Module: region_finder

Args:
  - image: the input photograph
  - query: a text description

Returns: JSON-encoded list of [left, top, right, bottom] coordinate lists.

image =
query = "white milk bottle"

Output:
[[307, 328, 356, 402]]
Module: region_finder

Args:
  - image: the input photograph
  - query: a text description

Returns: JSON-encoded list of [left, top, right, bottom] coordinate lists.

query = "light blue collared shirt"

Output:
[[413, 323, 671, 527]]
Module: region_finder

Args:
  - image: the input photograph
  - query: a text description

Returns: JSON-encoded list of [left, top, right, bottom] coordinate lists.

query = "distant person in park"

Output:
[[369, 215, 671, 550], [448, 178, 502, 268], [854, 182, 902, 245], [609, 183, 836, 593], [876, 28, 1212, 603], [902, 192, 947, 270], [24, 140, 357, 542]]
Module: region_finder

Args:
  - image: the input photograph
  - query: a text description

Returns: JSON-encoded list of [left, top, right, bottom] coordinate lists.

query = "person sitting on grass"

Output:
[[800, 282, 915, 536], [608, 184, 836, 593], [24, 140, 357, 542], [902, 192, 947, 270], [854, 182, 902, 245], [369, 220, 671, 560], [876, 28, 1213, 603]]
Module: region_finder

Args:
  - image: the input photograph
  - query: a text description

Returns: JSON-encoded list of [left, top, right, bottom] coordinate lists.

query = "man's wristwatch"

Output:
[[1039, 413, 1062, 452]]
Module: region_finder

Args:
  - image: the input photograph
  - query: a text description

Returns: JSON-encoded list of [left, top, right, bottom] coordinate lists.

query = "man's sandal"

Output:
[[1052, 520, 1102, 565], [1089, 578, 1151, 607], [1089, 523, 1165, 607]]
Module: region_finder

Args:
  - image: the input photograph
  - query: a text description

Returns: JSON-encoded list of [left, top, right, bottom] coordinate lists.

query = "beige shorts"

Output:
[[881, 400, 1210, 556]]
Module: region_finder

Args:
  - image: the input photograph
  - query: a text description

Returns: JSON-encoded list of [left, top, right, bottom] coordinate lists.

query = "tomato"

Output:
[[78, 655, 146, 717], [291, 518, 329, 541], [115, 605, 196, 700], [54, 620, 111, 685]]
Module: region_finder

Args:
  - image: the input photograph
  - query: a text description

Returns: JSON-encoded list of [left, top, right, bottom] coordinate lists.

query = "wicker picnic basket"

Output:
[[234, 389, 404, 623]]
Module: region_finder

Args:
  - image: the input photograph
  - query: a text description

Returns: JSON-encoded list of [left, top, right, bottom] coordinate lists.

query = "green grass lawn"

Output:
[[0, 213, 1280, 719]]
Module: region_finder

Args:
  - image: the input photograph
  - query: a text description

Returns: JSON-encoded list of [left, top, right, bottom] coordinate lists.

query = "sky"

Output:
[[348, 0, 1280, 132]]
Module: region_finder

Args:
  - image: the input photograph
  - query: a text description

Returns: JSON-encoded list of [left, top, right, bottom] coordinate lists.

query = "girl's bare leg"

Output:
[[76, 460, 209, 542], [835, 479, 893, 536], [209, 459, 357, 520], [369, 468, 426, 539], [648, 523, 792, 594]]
▬▬▬▬▬▬▬▬▬▬
Put every line of the material above into a JSON list of strings, one string per line, leaving out the blank lines.

**WRITTEN ANSWER**
[
  "Module: region_finder",
  "Args:",
  "  - image: the input photograph",
  "  - query: a text description",
  "Returns: JSON-encoded list of [left, top, right, bottom] coordinate lists.",
  "image =",
  "query = \"white milk bottle\"",
  "Output:",
  "[[307, 328, 356, 402]]",
  "Module: region_finder",
  "Args:",
  "  - image: the input photograph",
  "  - query: a text description",
  "Returns: JSON-encoded list of [left, top, right, bottom] coordinate lists.",
  "query = \"light blue collared shirt\"",
  "Output:",
  "[[413, 323, 671, 527]]",
  "Module: region_finder",
  "Args:",
  "  - image: the input photograph",
  "  - query: a text description",
  "Returns: JSON-encoded list of [left, top, right, bottom] coordinate lists.",
  "query = \"distant person in park\"",
  "Output:",
  "[[369, 215, 671, 550], [448, 178, 502, 268], [854, 182, 902, 245], [609, 183, 836, 593], [876, 28, 1212, 603], [902, 192, 947, 270], [24, 140, 357, 542]]",
  "Module: region_finder",
  "Args:",
  "  - image: the input photograph",
  "  - query: a text description",
  "Returns: JSON-encoded list of [left, top, right, bottom] coordinate lists.",
  "query = \"person sitting on grass\"",
  "Output:",
  "[[800, 282, 915, 536], [608, 184, 836, 593], [24, 140, 357, 542], [902, 192, 947, 270], [854, 182, 902, 245], [369, 220, 671, 560], [876, 28, 1213, 603]]",
  "Module: region_finder",
  "Args:",
  "  - image: the input photograph",
  "  - query: a text description",
  "Returns: JSON-encoded list of [left, top, right, bottom] coordinate lists.",
  "query = \"man's wristwatch\"",
  "Output:",
  "[[1039, 413, 1062, 452]]",
  "Module: region_finder",
  "Args:",
  "  - image: the input photograph",
  "  - query: a text description",
  "Returns: JSON-encoded list of [left, top, right, bottom] coordinate lists.",
  "query = \"man's sandal\"",
  "Output:",
  "[[1052, 520, 1102, 565], [1089, 578, 1151, 607], [1089, 523, 1165, 607]]",
  "Module: region_finder",
  "Args:",
  "  - image: the input photograph",
  "  - query: a text description",
  "Returns: JSON-encoded list of [left, top, right, bottom] coordinate lists.",
  "query = \"beige shorts\"",
  "Output:",
  "[[881, 400, 1210, 556]]",
  "Module: region_finder",
  "Args:",
  "  - image: the input photograph",
  "  - query: a text description",
  "Returns: JSON-encoded list of [left, top, right, bottom] coordinate lists.",
  "query = \"tomato\"",
  "Output:",
  "[[78, 655, 146, 717], [291, 518, 329, 541], [115, 605, 196, 700], [54, 620, 111, 685]]",
  "Module: region_finder",
  "Args:",
  "  - image: the input photograph",
  "  - query: a text description",
  "Returns: JSON-encoded list of [left, top, right, bottom] coordinate lists.",
  "query = \"wicker picnic basket\"",
  "Output:",
  "[[234, 389, 404, 623]]",
  "Module: region_finder",
  "Args:",
  "  - image: the input photograph",
  "  - query: a text description",
  "Returns: JSON-encoded list of [left, top, right, bottom] coordinate lists.",
  "query = \"green grass lawn\"",
  "Output:",
  "[[0, 213, 1280, 719]]",
  "Module: region_finder",
  "Args:",
  "  - image: the input photograph",
  "  - query: a text description",
  "Returns: JSON-encoded list of [left, top, right, bottom] coordinate lists.",
  "query = \"sky\"",
  "Output:",
  "[[348, 0, 1280, 132]]",
  "Module: region_finder",
  "Args:",
  "  - image: the input photograph",
  "  - query: a text description",
  "Returns: JSON-encoded list of [left, top, right, bottom] coordinate lists.",
  "query = \"girl's bare leg\"",
  "Output:",
  "[[76, 460, 209, 542], [835, 479, 893, 536], [209, 459, 357, 520], [369, 468, 426, 539], [648, 523, 792, 594]]"
]